▸ TEXT PASSAGE:
* begin *

To: ellis838@concentric.net, alpines@autox.team.net
Subject: Re: Stopping oil leaks
From: MrZAG57@aol.com
Date: Sat, 29 Dec 2001 16:46:03 EST
In a message dated 12/28/2001 10:50:38 PM, ellis838@concentric.net writes:

<<   I would like to make this next engine leak as little oil as possible. 
There was a thread on making an aluminum side cover which I am going to 
try. Anyone have suggestions on the oil pan, those cork end gaskets are 
a pain. I had the best luck on a set I installed with no sealer of any 
kind. Used black sealer pretty much all over another set and the thing 
leaks like a sieve. Is it just me or are these end gaskets too long, 
should you stuff them in or trim them down to size. Will be using an 
aluminum pan on this engine. On to the timing cover, would like to stay 
with a stock type seal any suggestions. Looking through my pile of parts 
I have at least two different types of covers as far as the round oil 
slinger [?] thing goes, one has a rubber O ring and a lip it fits behind 
the other one did not have the O ring [maybe it should have?] and there 
is not a lip. The round slinger is slightly different on both. I think 
the second one of these covers is from a 1969 GT block. Thanks for any 
suggestions.  Jim >>

Hi Jim,

Here's my 2p. I can hardly wait to be put through the blender.

I have built a number of Alpine engines over the last 20+ years.

Front Cover - Have you machine shop get a donor front cover from a SB Chevy 
and cut out the flange for the pressed in rubber seal. Have them carefully 
cut the Alpine cover to accept it and braise the puppy in. Next have them 
install the seal. Lastly have them epoxy a sleeve over the back of your 
engine's balancer. They will know how to solve all of the minutia.

* end *

▸ DATASET ROWS:

* begin *

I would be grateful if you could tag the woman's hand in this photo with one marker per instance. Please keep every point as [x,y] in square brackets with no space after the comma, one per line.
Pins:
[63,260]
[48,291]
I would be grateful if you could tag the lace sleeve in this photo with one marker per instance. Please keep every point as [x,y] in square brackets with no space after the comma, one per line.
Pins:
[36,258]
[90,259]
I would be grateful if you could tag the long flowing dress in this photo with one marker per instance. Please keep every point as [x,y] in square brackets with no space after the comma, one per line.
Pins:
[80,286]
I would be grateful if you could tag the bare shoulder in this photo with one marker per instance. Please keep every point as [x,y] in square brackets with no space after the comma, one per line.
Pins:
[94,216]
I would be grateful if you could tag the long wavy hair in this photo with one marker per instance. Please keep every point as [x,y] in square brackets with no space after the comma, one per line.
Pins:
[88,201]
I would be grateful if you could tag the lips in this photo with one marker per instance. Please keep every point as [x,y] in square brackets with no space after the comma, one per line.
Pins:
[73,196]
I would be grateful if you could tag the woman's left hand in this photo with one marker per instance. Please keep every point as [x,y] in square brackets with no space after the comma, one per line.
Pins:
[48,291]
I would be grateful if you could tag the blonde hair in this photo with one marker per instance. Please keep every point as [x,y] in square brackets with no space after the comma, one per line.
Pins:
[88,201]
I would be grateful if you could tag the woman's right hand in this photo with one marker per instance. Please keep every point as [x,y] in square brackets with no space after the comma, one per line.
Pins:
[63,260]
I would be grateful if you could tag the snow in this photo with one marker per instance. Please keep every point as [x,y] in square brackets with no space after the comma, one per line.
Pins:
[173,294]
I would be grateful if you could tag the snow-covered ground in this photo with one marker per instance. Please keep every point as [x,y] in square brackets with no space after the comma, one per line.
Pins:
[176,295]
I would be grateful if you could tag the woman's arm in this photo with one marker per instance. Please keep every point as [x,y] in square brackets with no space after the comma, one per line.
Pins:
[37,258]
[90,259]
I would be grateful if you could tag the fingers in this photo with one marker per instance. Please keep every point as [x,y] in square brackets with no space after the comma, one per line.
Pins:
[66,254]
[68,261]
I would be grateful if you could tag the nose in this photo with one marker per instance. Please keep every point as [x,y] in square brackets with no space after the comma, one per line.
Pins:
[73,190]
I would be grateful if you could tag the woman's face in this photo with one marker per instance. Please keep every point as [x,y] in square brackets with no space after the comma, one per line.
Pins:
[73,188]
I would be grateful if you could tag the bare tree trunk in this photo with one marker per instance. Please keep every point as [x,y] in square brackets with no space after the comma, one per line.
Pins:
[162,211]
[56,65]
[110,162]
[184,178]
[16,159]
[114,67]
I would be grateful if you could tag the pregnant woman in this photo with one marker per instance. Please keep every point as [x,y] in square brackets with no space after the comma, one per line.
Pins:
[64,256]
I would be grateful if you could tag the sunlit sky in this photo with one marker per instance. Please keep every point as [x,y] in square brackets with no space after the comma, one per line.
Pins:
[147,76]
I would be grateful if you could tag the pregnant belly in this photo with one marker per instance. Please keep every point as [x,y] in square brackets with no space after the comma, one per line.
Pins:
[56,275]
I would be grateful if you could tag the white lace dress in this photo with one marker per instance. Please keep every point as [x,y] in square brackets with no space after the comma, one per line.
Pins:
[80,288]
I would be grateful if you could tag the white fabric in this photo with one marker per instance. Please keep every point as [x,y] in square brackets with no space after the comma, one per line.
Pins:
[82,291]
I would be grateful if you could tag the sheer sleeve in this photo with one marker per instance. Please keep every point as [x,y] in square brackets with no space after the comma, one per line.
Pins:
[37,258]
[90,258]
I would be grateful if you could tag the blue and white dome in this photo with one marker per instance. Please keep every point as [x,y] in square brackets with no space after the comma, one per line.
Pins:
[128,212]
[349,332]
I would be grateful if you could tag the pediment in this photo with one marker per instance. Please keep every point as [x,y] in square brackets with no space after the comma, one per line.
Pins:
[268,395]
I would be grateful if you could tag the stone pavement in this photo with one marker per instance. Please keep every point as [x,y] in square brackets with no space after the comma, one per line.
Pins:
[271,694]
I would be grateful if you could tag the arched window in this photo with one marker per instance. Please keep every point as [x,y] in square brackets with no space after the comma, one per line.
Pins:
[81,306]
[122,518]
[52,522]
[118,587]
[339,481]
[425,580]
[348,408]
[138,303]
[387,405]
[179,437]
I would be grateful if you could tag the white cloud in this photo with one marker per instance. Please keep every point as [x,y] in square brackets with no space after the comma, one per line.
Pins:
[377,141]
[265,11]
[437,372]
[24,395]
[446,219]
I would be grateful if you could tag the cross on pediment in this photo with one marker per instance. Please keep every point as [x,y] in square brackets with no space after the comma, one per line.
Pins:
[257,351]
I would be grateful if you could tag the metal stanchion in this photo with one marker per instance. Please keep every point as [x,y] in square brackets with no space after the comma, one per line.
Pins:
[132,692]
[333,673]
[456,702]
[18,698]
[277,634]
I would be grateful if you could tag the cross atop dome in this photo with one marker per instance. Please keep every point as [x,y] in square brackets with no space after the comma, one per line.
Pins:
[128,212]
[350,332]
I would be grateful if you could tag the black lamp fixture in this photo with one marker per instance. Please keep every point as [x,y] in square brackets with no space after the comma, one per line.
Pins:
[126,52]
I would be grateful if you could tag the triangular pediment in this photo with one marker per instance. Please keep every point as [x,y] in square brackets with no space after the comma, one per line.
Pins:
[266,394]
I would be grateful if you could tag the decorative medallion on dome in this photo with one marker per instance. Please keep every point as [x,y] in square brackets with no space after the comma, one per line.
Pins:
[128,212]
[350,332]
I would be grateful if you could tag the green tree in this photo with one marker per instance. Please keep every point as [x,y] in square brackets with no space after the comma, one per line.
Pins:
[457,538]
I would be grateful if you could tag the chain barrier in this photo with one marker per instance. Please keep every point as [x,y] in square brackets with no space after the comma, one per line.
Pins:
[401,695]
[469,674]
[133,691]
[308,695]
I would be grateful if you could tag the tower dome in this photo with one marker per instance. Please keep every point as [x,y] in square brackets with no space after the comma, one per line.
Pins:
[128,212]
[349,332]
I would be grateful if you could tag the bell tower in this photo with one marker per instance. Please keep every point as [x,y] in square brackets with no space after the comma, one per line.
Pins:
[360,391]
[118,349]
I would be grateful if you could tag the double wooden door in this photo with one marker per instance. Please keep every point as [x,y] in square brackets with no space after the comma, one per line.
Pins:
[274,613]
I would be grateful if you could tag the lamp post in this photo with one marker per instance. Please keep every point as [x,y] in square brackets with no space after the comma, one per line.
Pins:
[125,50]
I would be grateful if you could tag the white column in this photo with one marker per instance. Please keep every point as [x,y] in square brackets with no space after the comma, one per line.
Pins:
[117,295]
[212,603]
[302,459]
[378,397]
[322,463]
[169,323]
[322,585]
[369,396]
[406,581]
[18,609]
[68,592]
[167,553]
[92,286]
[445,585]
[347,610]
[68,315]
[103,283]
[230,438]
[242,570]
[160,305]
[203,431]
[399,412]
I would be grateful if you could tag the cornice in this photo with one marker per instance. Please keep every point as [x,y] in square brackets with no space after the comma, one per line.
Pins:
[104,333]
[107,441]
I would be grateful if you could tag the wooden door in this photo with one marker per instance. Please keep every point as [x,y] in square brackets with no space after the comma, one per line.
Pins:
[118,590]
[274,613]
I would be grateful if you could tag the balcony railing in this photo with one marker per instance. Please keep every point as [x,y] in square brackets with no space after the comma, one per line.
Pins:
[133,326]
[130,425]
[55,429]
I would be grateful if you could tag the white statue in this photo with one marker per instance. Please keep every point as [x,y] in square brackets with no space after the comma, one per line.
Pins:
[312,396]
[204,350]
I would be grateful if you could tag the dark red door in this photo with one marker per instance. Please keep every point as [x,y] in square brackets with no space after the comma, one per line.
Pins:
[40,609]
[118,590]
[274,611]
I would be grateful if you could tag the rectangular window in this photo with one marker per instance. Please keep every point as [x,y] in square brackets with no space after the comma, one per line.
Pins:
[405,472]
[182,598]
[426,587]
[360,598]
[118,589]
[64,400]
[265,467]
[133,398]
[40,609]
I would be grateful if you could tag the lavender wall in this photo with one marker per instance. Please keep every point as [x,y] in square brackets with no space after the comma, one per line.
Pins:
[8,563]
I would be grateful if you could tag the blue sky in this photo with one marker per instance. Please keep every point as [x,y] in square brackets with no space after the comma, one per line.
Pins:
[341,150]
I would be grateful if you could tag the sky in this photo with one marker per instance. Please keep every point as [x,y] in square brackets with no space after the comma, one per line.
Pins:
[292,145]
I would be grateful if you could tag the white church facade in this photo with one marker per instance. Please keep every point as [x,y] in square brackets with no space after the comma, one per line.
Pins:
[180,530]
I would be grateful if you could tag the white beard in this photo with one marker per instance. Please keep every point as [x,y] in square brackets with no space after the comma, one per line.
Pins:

* end *

▸ PROBLEM SET:
1. Answer these questions about the email on stopping oil leaks:
(a) What kind of oil pan will Jim be using on this engine?
(b) What block does Jim think the second front cover came from?
(c) What engine does the reply suggest taking a donor front cover from?
2. Locate every line of the records that contains the word "pediment".
The records bear no relation to the email about stopping oil leaks.

▸ EXPECTED OUTPUTS:
1.
(a) An aluminum pan.
(b) A 1969 GT block.
(c) A SB Chevy.

2.
I would be grateful if you could tag the pediment in this photo with one marker per instance. Please keep every point as [x,y] in square brackets with no space after the comma, one per line.
I would be grateful if you could tag the cross on pediment in this photo with one marker per instance. Please keep every point as [x,y] in square brackets with no space after the comma, one per line.
I would be grateful if you could tag the triangular pediment in this photo with one marker per instance. Please keep every point as [x,y] in square brackets with no space after the comma, one per line.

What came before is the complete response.